*Entries:*
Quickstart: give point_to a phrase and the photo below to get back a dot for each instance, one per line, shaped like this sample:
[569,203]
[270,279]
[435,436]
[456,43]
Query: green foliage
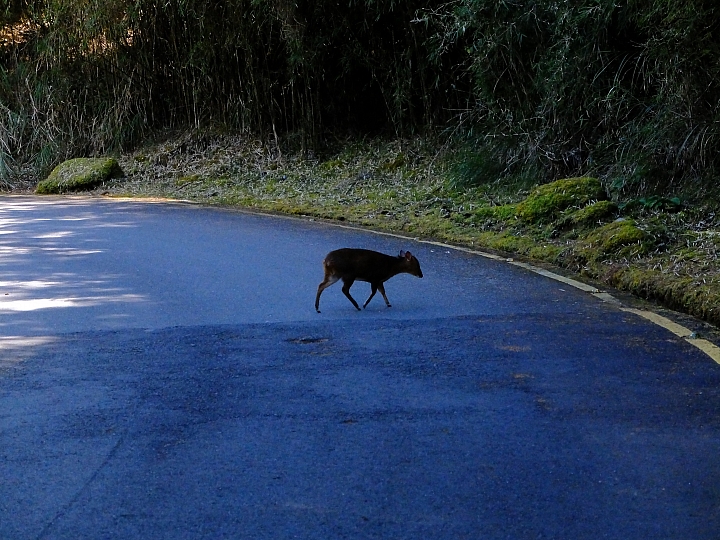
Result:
[546,202]
[626,92]
[619,238]
[79,174]
[652,203]
[592,214]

*Aim of the exercise:*
Reproduce all of the items above word for word, leaving out the pictures.

*Solution for this task:*
Quickstart: give point_to a phrase and the photo below to get back a dot for each instance, one per line, shaped like this sample:
[569,203]
[270,279]
[435,436]
[456,43]
Query: green foliage
Result:
[546,202]
[626,92]
[619,238]
[79,174]
[652,203]
[592,214]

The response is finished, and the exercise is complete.